## START PASSAGE PROVIDED

Metadata-Version: 2.2
Name: graphzero
Version: 0.2.0
Summary: High-performance Zero-Copy Graph Engine
Author-Email: Krish <krishsingaria2005@gmail.com>
Requires-Python: >=3.8
Requires-Dist: numpy
Requires-Dist: torch
Description-Content-Type: text/markdown

# GraphZero

**High-Performance, Zero-Copy Graph Engine for Massive Datasets on Consumer Hardware.**

GraphZero is a C++ graph processing engine with lightweight Python bindings designed to solve the **"Memory Wall"** in Graph Neural Networks (GNNs). It allows you to load and sample **100 Million+ node graphs** (like `ogbn-papers100M`) and their massive feature matrices on a standard 16GB RAM laptop—something standard libraries like PyTorch Geometric (PyG) or DGL cannot do.

## The Problem

GNN datasets can be massive. `ogbn-papers100M` contains **111 Million nodes**, **1.6 Billion edges**, and gigabytes of node embeddings.

* **Standard approach (PyG/NetworkX):** Tries to load the entire graph structure and all node features into **RAM** before training begins.
* **The Result:** `MemoryError` (OOM) on consumer hardware. You need 64GB+ **RAM** servers just to *load* the data.

## END PASSAGE PROVIDED

• [WHAT YOU SHOULD DO]
List each distinct field name in the metadata header at the top of the GraphZero package description above. Count a repeated name only once.

## START SOURCE DATA

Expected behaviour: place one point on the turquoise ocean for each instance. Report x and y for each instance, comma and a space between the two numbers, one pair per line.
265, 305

## END SOURCE DATA

• [RESULT OF THIS EXERCISE]
Metadata-Version
Name
Version
Summary
Author-Email
Requires-Python
Requires-Dist
Description-Content-Type